- [EXERCISE INSTRUCTIONS]
Transcribe, exactly as they appear, only the lines from the one holding "Question. Locate the wooden picnic" through the end of the entries below.
━━ EXERCISE MATERIAL ━━
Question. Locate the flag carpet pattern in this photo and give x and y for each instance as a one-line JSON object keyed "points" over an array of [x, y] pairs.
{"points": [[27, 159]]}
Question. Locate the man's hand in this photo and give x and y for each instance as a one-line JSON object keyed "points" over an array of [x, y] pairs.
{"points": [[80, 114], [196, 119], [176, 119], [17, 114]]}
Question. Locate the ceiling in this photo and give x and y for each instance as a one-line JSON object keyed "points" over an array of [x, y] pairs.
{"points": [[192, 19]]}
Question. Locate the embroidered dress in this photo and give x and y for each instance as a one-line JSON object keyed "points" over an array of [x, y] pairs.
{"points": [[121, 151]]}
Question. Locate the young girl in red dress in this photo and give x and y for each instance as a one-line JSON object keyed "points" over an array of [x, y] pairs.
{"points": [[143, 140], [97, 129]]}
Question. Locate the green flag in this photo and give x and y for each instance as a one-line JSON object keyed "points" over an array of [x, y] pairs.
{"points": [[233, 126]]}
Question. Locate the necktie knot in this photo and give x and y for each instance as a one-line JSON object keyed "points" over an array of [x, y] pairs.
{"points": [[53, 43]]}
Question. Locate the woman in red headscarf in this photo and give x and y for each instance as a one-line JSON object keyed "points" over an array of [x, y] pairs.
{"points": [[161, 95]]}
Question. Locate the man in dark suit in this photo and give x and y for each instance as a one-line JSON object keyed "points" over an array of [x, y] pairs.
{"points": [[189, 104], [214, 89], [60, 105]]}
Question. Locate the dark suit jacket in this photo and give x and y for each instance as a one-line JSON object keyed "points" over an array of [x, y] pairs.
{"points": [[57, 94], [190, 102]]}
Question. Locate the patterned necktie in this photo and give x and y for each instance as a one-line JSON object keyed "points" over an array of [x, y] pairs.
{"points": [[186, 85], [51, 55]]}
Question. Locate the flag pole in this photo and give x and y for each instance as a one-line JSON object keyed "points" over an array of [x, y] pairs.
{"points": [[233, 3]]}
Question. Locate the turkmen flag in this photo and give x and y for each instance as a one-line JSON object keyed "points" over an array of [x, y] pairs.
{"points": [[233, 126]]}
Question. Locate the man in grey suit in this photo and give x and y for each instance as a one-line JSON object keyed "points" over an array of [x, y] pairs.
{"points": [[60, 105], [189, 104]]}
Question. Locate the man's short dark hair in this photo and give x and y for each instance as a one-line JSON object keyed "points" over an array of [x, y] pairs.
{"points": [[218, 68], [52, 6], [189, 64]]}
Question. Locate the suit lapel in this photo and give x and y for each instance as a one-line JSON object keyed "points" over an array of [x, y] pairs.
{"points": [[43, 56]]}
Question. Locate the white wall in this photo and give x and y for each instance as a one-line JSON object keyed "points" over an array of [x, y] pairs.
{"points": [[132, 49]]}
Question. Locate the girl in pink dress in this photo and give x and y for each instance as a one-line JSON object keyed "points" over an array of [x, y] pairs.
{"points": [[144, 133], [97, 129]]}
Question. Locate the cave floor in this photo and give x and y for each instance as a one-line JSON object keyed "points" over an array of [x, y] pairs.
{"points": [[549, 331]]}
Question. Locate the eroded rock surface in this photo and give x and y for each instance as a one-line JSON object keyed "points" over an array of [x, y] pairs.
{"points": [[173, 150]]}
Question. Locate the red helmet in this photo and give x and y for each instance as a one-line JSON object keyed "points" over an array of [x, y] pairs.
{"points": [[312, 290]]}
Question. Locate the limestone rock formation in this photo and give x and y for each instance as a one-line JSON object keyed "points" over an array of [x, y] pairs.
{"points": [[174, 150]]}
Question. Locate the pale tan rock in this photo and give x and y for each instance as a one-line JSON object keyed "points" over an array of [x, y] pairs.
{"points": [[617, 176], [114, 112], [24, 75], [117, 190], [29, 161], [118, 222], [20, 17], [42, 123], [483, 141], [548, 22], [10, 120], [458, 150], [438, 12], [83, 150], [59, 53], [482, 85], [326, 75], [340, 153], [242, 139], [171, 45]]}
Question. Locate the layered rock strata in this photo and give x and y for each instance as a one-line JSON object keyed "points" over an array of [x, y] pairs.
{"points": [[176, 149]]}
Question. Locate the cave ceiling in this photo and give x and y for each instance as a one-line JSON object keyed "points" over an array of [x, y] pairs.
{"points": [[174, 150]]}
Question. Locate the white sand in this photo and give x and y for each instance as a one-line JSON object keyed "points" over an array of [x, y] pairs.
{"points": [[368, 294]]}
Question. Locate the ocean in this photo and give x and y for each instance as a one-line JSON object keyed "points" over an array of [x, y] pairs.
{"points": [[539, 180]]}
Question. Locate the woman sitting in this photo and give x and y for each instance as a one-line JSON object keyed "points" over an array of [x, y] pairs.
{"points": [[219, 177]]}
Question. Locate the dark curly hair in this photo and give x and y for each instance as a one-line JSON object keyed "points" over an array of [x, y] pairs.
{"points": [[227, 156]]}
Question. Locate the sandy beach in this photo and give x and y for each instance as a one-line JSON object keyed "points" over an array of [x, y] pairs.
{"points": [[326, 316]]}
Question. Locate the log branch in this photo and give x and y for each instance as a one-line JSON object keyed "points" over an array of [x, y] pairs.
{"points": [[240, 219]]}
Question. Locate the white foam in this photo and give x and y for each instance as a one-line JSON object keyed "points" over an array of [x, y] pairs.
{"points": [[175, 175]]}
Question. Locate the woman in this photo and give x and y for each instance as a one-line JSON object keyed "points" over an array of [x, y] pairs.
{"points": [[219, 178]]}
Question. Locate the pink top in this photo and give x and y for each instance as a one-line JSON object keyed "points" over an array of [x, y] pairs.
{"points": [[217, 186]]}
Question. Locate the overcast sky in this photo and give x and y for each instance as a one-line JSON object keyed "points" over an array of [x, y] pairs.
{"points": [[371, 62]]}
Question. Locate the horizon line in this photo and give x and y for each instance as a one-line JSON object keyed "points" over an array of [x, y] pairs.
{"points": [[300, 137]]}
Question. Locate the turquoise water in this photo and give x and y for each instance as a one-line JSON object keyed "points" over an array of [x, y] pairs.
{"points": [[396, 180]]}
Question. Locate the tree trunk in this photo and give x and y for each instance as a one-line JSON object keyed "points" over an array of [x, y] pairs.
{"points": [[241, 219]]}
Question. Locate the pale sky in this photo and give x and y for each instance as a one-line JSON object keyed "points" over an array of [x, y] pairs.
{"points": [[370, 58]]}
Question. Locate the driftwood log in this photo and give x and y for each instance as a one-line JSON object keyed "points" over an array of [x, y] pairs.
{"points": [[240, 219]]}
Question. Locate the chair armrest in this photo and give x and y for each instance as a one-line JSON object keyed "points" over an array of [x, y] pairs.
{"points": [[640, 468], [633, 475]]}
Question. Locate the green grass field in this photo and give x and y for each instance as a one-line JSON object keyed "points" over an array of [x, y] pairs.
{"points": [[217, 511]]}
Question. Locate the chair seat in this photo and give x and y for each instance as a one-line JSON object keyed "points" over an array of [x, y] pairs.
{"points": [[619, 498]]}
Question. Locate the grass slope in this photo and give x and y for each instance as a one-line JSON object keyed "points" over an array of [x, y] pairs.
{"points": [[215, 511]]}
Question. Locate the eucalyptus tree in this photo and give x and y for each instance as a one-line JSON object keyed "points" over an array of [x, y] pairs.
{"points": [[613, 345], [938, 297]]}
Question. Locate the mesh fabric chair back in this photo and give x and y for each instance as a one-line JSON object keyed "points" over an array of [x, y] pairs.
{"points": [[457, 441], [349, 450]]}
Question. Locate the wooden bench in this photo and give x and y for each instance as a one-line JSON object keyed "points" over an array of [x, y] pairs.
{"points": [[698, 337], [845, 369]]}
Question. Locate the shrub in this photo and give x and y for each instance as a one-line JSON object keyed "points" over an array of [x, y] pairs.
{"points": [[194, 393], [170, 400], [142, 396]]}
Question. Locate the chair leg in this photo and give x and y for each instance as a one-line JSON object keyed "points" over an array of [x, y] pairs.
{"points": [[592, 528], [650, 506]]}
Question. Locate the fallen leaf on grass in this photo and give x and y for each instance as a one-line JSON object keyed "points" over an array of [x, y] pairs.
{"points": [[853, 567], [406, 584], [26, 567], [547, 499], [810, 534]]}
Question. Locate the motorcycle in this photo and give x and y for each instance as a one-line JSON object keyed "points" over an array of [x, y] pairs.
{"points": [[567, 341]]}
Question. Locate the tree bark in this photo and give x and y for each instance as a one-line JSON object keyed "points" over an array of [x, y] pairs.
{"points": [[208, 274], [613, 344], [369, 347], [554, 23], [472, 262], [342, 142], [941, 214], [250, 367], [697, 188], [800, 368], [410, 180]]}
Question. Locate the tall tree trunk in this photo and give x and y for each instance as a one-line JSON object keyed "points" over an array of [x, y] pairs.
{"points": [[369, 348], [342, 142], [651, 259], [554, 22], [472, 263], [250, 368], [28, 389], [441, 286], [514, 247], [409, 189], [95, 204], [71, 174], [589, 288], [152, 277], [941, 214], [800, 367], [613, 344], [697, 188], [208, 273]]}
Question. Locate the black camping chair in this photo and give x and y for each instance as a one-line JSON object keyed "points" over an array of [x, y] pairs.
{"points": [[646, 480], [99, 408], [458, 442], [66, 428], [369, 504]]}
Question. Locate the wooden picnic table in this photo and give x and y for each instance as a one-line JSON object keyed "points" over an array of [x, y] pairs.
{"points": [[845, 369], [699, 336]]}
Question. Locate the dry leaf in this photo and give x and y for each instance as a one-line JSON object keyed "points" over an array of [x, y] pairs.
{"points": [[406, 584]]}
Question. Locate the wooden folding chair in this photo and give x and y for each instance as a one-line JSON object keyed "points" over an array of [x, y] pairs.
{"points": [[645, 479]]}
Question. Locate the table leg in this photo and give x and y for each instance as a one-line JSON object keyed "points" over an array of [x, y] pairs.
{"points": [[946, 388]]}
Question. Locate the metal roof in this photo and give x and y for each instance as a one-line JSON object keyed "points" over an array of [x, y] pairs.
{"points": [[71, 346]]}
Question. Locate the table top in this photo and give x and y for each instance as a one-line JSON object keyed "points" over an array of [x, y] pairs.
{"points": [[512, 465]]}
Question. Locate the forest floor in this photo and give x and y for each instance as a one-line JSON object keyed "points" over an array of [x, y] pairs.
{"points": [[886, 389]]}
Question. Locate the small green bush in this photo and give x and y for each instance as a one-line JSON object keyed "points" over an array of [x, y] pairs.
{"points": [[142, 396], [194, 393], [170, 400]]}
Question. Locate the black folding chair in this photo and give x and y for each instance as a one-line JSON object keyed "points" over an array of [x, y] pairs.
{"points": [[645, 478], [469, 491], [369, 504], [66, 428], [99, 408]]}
━━━
- [FULL RESPONSE]
Question. Locate the wooden picnic table in this photo and give x and y for each instance as a one-line JSON object keyed "points" over an array of [x, y] pairs.
{"points": [[845, 369], [699, 336]]}
Question. Locate the dry leaf in this photo and give x and y for each instance as a one-line JSON object keyed "points" over an array of [x, y] pairs.
{"points": [[406, 584]]}
Question. Locate the wooden folding chair in this photo and give x and y for each instance as a one-line JSON object keyed "points" over an array of [x, y] pairs.
{"points": [[645, 479]]}
Question. Locate the table leg in this photo and give x and y for each instance as a one-line JSON object keyed "points" over an array of [x, y] pairs.
{"points": [[946, 388]]}
Question. Locate the metal roof in this photo and give x and y for each instance as a one-line JSON object keyed "points" over an array of [x, y] pairs.
{"points": [[71, 346]]}
Question. Locate the table top in this photo and give x and y for each instance as a one-line JSON object keyed "points" over an array of [x, y] pairs.
{"points": [[512, 465]]}
Question. Locate the forest floor in this photo and give x and y for each instance as a one-line JSON object keyed "points" over an array of [x, y] pairs.
{"points": [[886, 389]]}
Question. Locate the small green bush in this photo and give x and y for each instance as a one-line JSON object keyed "points" over an array of [x, y] pairs.
{"points": [[142, 396], [194, 393], [170, 400]]}
Question. Locate the black folding chair in this photo and give x and y for each instance as a one-line JSON object keyed "points" over an array of [x, y] pairs.
{"points": [[645, 478], [469, 491], [369, 504], [66, 428], [99, 408]]}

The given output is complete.